■ **PAGE**:
Article
Culture
Israel
Middle East
Politics
7 min read

Netanyahu’s baffling ability to bounce back

Disliked and embattled, the Israeli premier’s purpose strengthens him.

Emerson Csorba works in deep tech, following experience in geopolitics and energy.

Between two generals wearing camouflage uniforms, a man in a black shirt listens.
Bibi ponders future plans.
Prime Minister's Office, Israeli Government.

Are the dreams of Bibi Netanyahu about to be crushed? As the Israeli prime minister’s coalition teeters, what is remarkable is that he has survived so long. Central to this survival is his purpose – a dream of a secure Israel. We need to unpack such leaders’ dreams and understand why they are so potent. 

Langston Hughes, in his poem ‘Harlem,’ asks what ‘What happens to a dream deferred?’ Several possibilities are put forward: ‘Does it dry up like a raisin in the sun? And an alternative: ‘Maybe it just sags like a heavy load?’ And finally ‘Or does it explode?’   

It’s possible that Hughes referred to Harlem race riots in the 1930s and 1940s, but no-one knows for sure. The question is what happens when a dream is put on hold – or worse, destroyed – in the face of struggle? 

Do we press on? Do we give up? What happens if we press on, and things do not work out? Or perhaps we press on, and things do work out. Hughes’ poem encourages us to ask these questions.  

Looking back, Hughes’ poem is interesting but obviously gloomy, without hope. A dream is deferred. It withers, and then vanishes. But what if a dream is – when encountering struggle – maintained, kept in tact? The dream, perhaps nearly lost, emerges in the end, stronger than it was before.  

Hughes’ poem is one of struggle and eruption. Not struggle and emergence. It is a despairing poem, one that denies the possibility of resurrection from the brink of death, even if the obstacles are significant.

■ **DATA BLOCK**:
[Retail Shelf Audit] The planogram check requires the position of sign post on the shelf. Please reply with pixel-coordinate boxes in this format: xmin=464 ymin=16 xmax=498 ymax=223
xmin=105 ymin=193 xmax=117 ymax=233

■ **COMPLETE THE FOLLOWING**:
- 1) In the article on Netanyahu, do these statements agree with the text? Answer yes or no for each and quote the words that decide it. (a) The article says Hughes certainly had the Harlem race riots in mind. (b) The article calls Hughes' poem gloomy. (c) The article describes the Israeli prime minister's coalition as stable.
- 2) List every fate for a deferred dream that the Hughes poem puts forward, as the article on Netanyahu quotes it.

■ **SOLUTIONS BY TASK**:
- 1)
(a) No: "no-one knows for sure."
(b) Yes: "Hughes’ poem is interesting but obviously gloomy, without hope."
(c) No: "As the Israeli prime minister’s coalition teeters"

- 2)
1. It dries up like a raisin in the sun.
2. It sags like a heavy load.
3. It explodes.